── DATA SUPPLIED ──

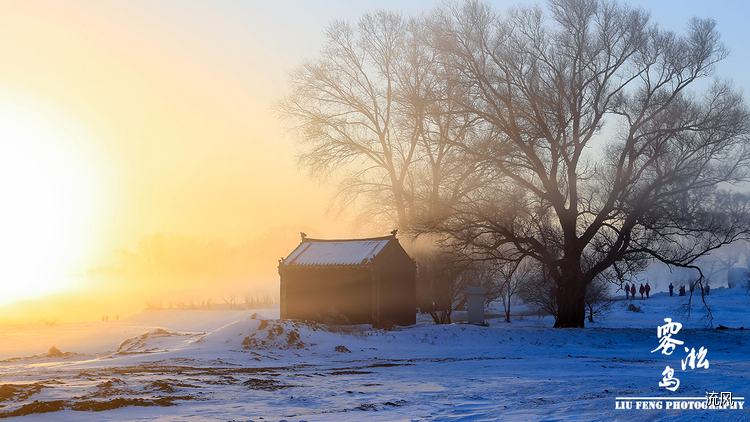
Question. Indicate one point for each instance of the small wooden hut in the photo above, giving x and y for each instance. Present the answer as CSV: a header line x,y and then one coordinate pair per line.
x,y
353,281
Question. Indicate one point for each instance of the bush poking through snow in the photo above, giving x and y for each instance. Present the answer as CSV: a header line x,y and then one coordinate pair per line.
x,y
270,335
633,308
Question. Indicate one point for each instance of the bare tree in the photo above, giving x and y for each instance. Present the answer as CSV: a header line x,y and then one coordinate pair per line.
x,y
604,151
511,277
441,283
599,301
374,108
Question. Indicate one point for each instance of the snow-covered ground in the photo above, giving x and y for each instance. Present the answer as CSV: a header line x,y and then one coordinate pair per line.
x,y
247,365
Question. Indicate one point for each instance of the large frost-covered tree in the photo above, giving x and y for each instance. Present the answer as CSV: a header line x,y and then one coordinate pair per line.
x,y
584,137
611,142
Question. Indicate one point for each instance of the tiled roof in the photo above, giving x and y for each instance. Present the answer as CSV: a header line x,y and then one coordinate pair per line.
x,y
312,252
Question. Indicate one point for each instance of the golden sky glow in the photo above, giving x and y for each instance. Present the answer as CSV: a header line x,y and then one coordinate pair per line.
x,y
120,121
126,119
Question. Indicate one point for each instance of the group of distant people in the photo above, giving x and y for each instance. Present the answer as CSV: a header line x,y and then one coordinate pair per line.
x,y
630,290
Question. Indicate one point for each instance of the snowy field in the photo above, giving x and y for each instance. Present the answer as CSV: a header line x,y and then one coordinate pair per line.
x,y
248,366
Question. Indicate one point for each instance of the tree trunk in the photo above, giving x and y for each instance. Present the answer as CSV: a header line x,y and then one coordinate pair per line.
x,y
571,304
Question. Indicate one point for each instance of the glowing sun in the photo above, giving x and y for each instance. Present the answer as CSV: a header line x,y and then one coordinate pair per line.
x,y
45,204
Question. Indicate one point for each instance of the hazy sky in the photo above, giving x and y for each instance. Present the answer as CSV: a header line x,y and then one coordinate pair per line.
x,y
121,119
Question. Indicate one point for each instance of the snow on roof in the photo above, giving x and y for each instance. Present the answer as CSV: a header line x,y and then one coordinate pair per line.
x,y
336,252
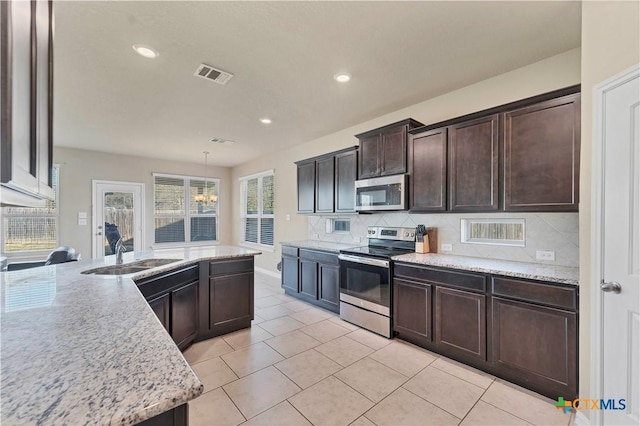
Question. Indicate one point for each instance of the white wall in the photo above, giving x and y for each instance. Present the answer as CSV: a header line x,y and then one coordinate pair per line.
x,y
79,167
610,44
552,73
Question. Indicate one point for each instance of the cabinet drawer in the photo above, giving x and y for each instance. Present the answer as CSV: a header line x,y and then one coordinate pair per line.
x,y
547,294
290,251
319,256
457,279
231,266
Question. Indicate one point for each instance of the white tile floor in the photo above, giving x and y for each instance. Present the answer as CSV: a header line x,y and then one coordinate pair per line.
x,y
301,365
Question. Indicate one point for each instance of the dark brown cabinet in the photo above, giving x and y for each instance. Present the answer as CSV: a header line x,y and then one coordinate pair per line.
x,y
326,183
460,322
226,296
318,276
542,156
174,297
428,169
534,330
306,186
184,312
290,273
383,151
473,165
346,174
26,102
520,330
325,189
412,309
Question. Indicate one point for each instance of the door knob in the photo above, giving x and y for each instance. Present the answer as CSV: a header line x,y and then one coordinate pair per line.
x,y
613,287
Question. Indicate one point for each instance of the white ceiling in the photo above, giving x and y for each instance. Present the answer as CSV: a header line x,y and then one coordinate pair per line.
x,y
284,56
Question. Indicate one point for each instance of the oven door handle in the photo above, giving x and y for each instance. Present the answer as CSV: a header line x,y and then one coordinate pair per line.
x,y
364,260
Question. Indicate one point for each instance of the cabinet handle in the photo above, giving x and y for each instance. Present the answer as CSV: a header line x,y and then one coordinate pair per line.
x,y
612,287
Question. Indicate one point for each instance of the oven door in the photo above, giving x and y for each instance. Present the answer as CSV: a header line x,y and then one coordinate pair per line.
x,y
386,193
364,282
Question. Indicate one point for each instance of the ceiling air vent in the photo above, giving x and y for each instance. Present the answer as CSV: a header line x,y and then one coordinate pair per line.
x,y
213,74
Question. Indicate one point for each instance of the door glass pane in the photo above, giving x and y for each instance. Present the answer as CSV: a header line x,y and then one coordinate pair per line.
x,y
118,220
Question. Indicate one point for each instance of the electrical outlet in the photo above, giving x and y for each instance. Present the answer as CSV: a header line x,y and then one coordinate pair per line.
x,y
545,255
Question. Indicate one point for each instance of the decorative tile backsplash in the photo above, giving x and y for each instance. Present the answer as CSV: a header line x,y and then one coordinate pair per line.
x,y
557,232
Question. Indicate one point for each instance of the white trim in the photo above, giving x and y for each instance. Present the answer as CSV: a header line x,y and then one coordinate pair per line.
x,y
260,174
597,267
267,272
581,420
257,246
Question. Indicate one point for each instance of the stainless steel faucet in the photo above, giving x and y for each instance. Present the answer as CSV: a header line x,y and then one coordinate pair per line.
x,y
120,248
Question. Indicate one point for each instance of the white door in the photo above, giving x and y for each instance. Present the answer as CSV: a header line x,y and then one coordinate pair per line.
x,y
117,213
617,256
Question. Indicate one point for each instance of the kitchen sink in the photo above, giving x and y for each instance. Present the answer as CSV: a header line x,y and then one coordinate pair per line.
x,y
129,268
116,270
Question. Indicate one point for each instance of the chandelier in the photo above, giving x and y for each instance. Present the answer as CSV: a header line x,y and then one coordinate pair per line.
x,y
206,196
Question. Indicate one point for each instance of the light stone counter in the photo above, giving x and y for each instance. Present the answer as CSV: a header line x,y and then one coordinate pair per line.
x,y
532,271
88,349
319,245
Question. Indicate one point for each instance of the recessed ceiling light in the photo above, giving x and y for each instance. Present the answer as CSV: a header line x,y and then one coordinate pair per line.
x,y
146,51
342,77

───

Write out precisely the lines from the one holding "Question. Indicate one point for each instance of the chandelier" through the end of the material, including both of those ends.

Question. Indicate one point for each instance of the chandelier in the photo above, giving x and y for each instance. Present the answer as CSV: a header line x,y and then one coordinate pair per line.
x,y
206,196
Question. Indicate one point for each instance of the light stone counter in the photo above, giving x and y for each instance. Present the answer as CSV: a header line x,y and then one coordinate pair per line.
x,y
532,271
88,349
319,245
Question. Indicate one point for each instance of the recessed ceiling light in the photo above, giving x and y for each instance. Present the answer as CSV: a header line x,y and then one coordinate pair per line.
x,y
146,51
342,77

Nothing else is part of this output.